Segment Start: DOCUMENT PASSAGE

NanoFlow: Towards Optimal Large Language Model Serving Throughput
Kan Zhu, Yufei Gao, Yilong Zhao, Liangyu Zhao, Gefei Zuo, Yile Gu, Dedong Xie, Tian Tang, Qinyu Xu, Zihao Ye, Keisuke Kamahori, Chien-Yu Lin, Ziren Wang, Stephanie Wang, Arvind Krishnamurthy, Baris Kasikci
Abstract
Large Language Models (LLMs) have resulted in a surging demand for planet-scale serving systems, where tens of thousands of GPUs continuously serve hundreds of millions of users. Consequently, throughput has emerged as a key metric that determines serving systems' performance. Due to large model sizes and memory-intensive self-attention, LLM serving has been commonly assumed to be memory-bound. Through a detailed analysis, we show that despite having memory-intensive components, end-to-end LLM serving is compute bound for most common workloads and LLMs. Alas, most existing serving engines fall short from optimal compute utilization, because the heterogeneous operations that comprise LLM serving--compute, memory, networking--are executed sequentially within a device. We propose NanoFlow, a novel serving framework that exploits intra-device parallelism, which overlaps the usage of heterogeneous resources within a single device. NanoFlow splits inputs into smaller nano-batches and duplicates operations to operate on each portion independently, enabling overlapping. NanoFlow automatically identifies the number, size, ordering, and GPU resource allocation of nano-batches to minimize the execution time, while considering the interference of concurrent operations. We evaluate NanoFlow's end-to-end serving throughput on several popular models such as LLaMA-2-70B, Mixtral 8x7B, LLaMA-3-8B, etc. With practical workloads, NanoFlow provides 1.91x throughput boost compared to state-of-the-art serving systems achieving 50% to 72% of optimal throughput across popular models.

Segment End: DOCUMENT PASSAGE
Segment Start: RECORDS SUPPLIED

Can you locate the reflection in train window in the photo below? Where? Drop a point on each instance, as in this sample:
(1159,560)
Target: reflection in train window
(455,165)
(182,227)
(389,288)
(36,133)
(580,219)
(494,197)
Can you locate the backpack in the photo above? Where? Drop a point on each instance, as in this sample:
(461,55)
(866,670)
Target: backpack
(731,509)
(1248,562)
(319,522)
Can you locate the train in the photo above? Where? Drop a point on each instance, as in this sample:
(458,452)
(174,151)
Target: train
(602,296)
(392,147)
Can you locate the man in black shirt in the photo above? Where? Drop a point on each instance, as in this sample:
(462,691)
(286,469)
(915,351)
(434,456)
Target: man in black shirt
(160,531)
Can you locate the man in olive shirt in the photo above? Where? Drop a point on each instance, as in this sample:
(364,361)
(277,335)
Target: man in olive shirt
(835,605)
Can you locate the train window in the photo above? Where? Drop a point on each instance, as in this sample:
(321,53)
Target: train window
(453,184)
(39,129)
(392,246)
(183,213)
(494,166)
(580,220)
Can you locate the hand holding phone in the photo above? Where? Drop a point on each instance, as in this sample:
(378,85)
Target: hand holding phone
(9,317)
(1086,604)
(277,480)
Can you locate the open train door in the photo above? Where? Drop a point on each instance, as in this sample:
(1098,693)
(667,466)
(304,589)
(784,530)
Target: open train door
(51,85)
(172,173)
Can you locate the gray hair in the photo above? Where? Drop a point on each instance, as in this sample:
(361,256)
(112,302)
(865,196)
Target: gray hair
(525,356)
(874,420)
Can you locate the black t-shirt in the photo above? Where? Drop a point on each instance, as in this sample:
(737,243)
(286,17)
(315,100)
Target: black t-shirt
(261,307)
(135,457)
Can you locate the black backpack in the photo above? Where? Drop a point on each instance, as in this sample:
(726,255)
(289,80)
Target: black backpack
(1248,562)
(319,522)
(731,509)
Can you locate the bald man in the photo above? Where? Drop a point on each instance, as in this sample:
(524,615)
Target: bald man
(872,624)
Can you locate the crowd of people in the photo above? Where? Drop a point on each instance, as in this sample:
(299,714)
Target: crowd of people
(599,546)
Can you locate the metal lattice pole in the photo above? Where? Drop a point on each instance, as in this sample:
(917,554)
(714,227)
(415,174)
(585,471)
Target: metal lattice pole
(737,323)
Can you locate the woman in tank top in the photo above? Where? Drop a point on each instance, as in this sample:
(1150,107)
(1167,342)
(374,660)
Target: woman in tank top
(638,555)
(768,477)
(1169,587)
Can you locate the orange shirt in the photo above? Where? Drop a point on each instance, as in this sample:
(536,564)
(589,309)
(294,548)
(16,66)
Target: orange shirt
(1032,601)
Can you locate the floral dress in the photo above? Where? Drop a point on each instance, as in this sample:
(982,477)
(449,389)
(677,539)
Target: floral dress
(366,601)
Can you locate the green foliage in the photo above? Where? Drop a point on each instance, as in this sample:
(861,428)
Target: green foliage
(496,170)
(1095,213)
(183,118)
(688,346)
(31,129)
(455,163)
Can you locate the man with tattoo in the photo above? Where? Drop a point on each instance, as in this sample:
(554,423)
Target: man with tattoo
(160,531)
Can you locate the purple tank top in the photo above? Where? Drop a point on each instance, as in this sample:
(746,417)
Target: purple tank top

Segment End: RECORDS SUPPLIED

REQUIRED ACTION A:
Answer these questions from the NanoFlow abstract:
(i) How many GPUs continuously serve users in planet-scale serving systems?
(ii) What does NanoFlow split inputs into?
(iii) With practical workloads, what throughput boost does NanoFlow provide compared to state-of-the-art serving systems?
REQUIRED ACTION B: Translate this sentence from the NanoFlow abstract into Spanish: "NanoFlow splits inputs into smaller nano-batches and duplicates operations to operate on each portion independently, enabling overlapping."
REQUIRED ACTION C: According to the NanoFlow abstract, why do most existing serving engines fall short of optimal compute utilization? Answer in one to three sentences.
The material above is separate from the NanoFlow abstract.

YOUR RESPONSE A:
(i) Tens of thousands of GPUs.
(ii) Smaller nano-batches.
(iii) A 1.91x throughput boost.

YOUR RESPONSE B: NanoFlow divide las entradas en nano-lotes más pequeños y duplica las operaciones para que operen sobre cada porción de forma independiente, lo que permite la superposición.

YOUR RESPONSE C: They fall short because the heterogeneous operations that make up LLM serving, namely compute, memory and networking, are executed sequentially within a device.